● YOUR INSTRUCTIONS:
Excluding images, repeat the data exactly as given.

● ENTRIES SHOWN:
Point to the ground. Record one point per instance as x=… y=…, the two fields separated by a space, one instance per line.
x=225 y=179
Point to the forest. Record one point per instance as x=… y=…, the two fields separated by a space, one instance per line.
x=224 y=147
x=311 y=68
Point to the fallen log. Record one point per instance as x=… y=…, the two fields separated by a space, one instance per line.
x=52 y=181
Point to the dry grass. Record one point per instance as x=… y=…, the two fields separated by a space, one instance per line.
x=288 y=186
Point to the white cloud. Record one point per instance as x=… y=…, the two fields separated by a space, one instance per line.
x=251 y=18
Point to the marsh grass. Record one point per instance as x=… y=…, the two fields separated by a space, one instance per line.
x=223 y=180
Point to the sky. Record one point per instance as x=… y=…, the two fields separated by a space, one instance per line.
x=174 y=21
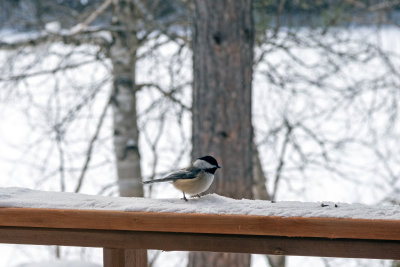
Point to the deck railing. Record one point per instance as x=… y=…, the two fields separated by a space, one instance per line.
x=125 y=236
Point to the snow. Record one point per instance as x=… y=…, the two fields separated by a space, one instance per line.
x=209 y=204
x=60 y=263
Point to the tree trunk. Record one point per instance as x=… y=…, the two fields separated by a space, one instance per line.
x=223 y=59
x=260 y=192
x=126 y=133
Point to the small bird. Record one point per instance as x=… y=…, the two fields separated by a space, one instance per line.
x=194 y=179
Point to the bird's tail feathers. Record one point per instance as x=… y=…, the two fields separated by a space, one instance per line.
x=158 y=180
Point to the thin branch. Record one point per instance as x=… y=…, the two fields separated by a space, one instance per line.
x=91 y=146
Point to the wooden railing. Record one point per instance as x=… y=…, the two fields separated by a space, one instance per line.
x=125 y=236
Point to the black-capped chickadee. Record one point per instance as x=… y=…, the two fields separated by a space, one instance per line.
x=193 y=180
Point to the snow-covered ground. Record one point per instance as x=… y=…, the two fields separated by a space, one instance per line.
x=209 y=204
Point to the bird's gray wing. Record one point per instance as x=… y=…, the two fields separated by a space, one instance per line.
x=188 y=173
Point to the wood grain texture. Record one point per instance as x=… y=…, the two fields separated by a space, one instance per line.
x=133 y=240
x=114 y=257
x=203 y=223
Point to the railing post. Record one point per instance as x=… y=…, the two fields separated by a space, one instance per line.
x=114 y=257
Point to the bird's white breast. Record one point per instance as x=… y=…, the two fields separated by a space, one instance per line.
x=195 y=186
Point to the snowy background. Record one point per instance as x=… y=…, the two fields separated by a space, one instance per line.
x=355 y=173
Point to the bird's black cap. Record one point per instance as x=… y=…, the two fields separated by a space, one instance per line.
x=210 y=160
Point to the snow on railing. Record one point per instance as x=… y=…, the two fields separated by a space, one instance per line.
x=126 y=227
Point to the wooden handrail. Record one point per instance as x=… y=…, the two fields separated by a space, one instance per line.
x=202 y=223
x=125 y=236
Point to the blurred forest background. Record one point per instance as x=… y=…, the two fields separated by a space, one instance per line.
x=96 y=95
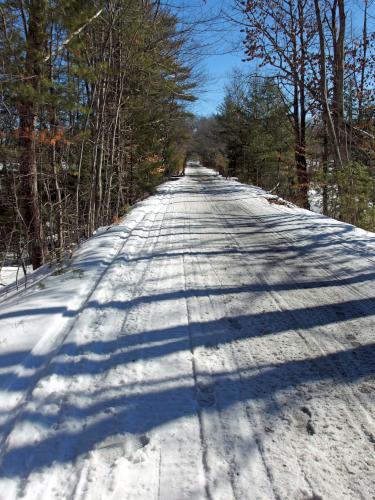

● SOLUTION FOR THIS PROBLEM:
Point to the ground. Record one point per instance as x=… y=…, the two fields separated by a space, one instance per line.
x=225 y=179
Point to the forest. Record one point per instance as x=… y=…, the two fields separated by a space, one instance per line.
x=224 y=147
x=311 y=68
Point to the fallen log. Record one point per instance as x=… y=…, the two fields separated by a space, one instance per line.
x=52 y=181
Point to the dry grass. Record one point per instance as x=… y=…, the two fields separated by a space, one instance per line.
x=288 y=186
Point to the white cloud. Record one point per instance as x=… y=…, the two fields separated by a space, one instance per line.
x=251 y=18
Point to the marsh grass. Record one point per instance as x=… y=…, the two fields separated by a space, one instance per line.
x=223 y=180
Point to the sky. Record one point per instance as x=… y=…, the two fields separated by a space, one instance per line.
x=174 y=21
Point to the deck railing. Record one point per instance as x=… y=…, the two fields separated by a space, one instance per line.
x=125 y=236
Point to the snow. Record one point per instance as x=… y=…, the two fields separated by a space, one instance per line.
x=209 y=204
x=60 y=263
Point to the tree trunk. Record one point per instance as x=… y=…, the two fields separated by a space, one instance per line.
x=223 y=59
x=260 y=192
x=126 y=133
Point to the small bird. Record one point per instance as x=… y=…, the two fields separated by a space, one instance per line.
x=194 y=179
Point to the bird's tail feathers. Record one point per instance as x=… y=…, the two fields separated by a space, one instance per line.
x=158 y=180
Point to the thin branch. Record one point per instance as x=… y=…, the two fields separated by a space, one instance per line.
x=91 y=146
Point to the wooden railing. Record one point per instance as x=… y=…, the two fields separated by a space, one instance per line.
x=125 y=236
Point to the black-capped chickadee. Record one point per instance as x=… y=…, the two fields separated by a space, one instance per line.
x=193 y=180
Point to the snow-covered ground. Record one point per instance as x=… y=…, the two fields separated by a space, one instance per line.
x=209 y=204
Point to the bird's gray wing. Record one point per instance as x=… y=…, the two fields separated by a space, one instance per line.
x=188 y=173
Point to the wood grain texture. Record one point per instance as x=… y=…, the two fields separated by a space, one instance per line.
x=133 y=240
x=114 y=257
x=203 y=223
Point to the railing post. Record one point per instance as x=… y=…, the two fields separated by a space, one instance per line.
x=114 y=257
Point to the bird's white breast. Record one point per instance as x=… y=…, the two fields separated by a space, one instance per line.
x=195 y=186
Point to the snowy background. Record one point per instance as x=… y=…, the two fields separated by a space, one instance per line.
x=355 y=173
Point to the bird's black cap. Record one point per instance as x=… y=…, the two fields separated by a space, one instance per line.
x=210 y=160
Point to the snow on railing. Record one point per instance as x=… y=…, the two fields separated by a space, one instance per line.
x=126 y=227
Point to the wooden handrail. Record one point per instance as x=… y=…, the two fields separated by a space, one instance per line.
x=202 y=223
x=125 y=236
Point to the blurred forest background. Record one point per instance as x=… y=…, the two fields separated by a space, one instance per line.
x=96 y=95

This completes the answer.